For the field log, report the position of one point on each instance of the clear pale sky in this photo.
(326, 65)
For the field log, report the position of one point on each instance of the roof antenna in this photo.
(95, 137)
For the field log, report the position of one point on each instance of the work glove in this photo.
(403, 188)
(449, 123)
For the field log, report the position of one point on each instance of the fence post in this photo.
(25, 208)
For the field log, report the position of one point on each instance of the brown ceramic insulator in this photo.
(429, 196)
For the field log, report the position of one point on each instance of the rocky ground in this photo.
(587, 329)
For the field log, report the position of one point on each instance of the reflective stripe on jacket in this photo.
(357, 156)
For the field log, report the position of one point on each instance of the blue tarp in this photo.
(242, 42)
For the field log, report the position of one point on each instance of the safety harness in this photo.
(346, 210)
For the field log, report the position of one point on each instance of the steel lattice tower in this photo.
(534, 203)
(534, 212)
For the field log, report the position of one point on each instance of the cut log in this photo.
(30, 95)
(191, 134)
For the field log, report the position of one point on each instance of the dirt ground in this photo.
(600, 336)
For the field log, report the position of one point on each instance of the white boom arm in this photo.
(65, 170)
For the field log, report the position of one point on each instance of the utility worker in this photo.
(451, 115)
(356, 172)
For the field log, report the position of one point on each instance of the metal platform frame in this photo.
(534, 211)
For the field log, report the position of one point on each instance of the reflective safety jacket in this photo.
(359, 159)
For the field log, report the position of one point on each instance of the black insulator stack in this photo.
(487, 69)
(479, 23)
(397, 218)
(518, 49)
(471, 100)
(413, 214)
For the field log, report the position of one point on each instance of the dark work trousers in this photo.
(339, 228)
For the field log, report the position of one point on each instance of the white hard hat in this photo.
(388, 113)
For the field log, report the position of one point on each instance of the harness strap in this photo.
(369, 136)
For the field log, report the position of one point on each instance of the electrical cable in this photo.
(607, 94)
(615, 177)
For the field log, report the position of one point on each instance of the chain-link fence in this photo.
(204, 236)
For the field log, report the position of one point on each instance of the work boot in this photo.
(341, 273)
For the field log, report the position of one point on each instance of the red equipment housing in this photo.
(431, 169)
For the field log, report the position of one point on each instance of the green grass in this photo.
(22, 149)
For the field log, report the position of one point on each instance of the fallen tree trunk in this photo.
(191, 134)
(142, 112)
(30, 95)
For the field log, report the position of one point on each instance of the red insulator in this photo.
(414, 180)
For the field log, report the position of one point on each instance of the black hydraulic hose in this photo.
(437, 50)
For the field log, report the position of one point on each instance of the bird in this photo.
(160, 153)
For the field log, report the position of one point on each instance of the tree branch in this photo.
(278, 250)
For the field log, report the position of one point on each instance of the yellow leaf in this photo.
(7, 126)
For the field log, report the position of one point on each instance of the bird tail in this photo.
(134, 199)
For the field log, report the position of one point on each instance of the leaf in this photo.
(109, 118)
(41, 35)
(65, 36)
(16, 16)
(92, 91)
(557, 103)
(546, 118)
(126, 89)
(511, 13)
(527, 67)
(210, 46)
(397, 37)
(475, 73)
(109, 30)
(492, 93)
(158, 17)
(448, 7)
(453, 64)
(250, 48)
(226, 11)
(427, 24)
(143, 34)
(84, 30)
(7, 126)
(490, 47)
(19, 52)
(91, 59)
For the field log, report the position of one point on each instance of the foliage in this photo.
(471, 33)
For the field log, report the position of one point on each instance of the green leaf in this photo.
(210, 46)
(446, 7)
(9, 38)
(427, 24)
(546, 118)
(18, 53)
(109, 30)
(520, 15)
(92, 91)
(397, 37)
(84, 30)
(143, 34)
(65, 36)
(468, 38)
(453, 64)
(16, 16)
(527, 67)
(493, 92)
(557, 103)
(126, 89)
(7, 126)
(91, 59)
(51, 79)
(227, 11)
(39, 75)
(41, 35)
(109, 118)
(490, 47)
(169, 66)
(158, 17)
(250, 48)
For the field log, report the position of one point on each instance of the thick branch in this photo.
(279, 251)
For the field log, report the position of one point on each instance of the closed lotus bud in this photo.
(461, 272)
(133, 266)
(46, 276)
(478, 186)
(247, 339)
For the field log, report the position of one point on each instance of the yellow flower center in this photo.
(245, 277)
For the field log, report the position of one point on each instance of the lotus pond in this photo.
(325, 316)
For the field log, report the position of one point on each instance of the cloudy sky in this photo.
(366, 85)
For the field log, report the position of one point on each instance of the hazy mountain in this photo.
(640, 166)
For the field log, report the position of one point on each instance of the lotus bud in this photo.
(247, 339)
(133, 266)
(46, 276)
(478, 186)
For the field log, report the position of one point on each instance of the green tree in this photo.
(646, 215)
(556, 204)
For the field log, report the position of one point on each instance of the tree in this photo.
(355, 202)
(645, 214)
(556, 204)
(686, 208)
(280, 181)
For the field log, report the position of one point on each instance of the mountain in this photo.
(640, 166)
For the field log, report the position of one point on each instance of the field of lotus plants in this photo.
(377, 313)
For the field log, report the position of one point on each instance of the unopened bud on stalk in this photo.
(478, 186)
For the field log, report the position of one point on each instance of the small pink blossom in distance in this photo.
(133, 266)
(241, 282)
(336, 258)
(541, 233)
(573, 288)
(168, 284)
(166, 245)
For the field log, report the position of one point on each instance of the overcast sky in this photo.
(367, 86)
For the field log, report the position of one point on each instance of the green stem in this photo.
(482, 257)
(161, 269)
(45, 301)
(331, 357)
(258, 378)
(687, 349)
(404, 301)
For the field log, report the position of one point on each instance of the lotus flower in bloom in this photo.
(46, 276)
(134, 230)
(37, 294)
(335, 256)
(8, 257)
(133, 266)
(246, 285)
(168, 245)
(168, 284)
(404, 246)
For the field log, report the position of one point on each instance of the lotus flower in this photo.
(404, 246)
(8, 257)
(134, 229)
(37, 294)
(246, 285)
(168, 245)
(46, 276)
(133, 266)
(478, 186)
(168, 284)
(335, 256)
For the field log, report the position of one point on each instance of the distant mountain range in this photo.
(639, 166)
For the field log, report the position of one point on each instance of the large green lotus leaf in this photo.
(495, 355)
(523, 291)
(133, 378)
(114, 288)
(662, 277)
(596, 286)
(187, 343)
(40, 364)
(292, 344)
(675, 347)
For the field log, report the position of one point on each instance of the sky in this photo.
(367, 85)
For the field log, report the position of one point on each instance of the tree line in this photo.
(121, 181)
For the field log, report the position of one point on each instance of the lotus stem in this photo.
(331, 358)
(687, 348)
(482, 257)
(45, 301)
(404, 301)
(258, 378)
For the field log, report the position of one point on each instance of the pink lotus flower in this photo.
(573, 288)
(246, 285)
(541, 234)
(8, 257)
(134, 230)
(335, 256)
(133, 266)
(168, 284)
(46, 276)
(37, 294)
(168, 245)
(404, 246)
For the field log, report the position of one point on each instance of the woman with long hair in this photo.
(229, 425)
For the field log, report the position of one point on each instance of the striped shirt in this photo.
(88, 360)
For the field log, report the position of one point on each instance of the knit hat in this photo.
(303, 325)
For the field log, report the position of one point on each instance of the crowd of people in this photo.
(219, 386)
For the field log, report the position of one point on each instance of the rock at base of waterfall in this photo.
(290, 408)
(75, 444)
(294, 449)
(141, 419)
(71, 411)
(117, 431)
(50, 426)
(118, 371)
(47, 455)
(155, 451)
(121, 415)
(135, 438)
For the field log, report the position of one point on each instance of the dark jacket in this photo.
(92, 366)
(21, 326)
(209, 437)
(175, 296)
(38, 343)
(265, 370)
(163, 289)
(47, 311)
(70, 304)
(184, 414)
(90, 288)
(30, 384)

_What is required:_ Return the lines of the listing exactly, from the line containing "shirt in this photo." through the end of the listing, both ends included.

_Written answer:_
For the field log, report the position of one point on each instance of the striped shirt in this photo.
(88, 360)
For the field log, report the position of one point on each instance of the knit hat in this photo.
(303, 325)
For the field log, report the position of one point on each instance of the crowd of people in this photo.
(219, 386)
For the field log, report the position of one point on each instance of the rock at base of waterfall in this photo.
(290, 408)
(75, 444)
(294, 449)
(141, 419)
(71, 411)
(117, 431)
(50, 426)
(118, 371)
(47, 455)
(155, 451)
(121, 415)
(135, 438)
For the field log, report the position of one point on each instance of the dark jacket in this photo.
(92, 366)
(21, 326)
(209, 437)
(175, 296)
(38, 343)
(265, 370)
(163, 289)
(47, 311)
(70, 304)
(184, 414)
(90, 288)
(30, 384)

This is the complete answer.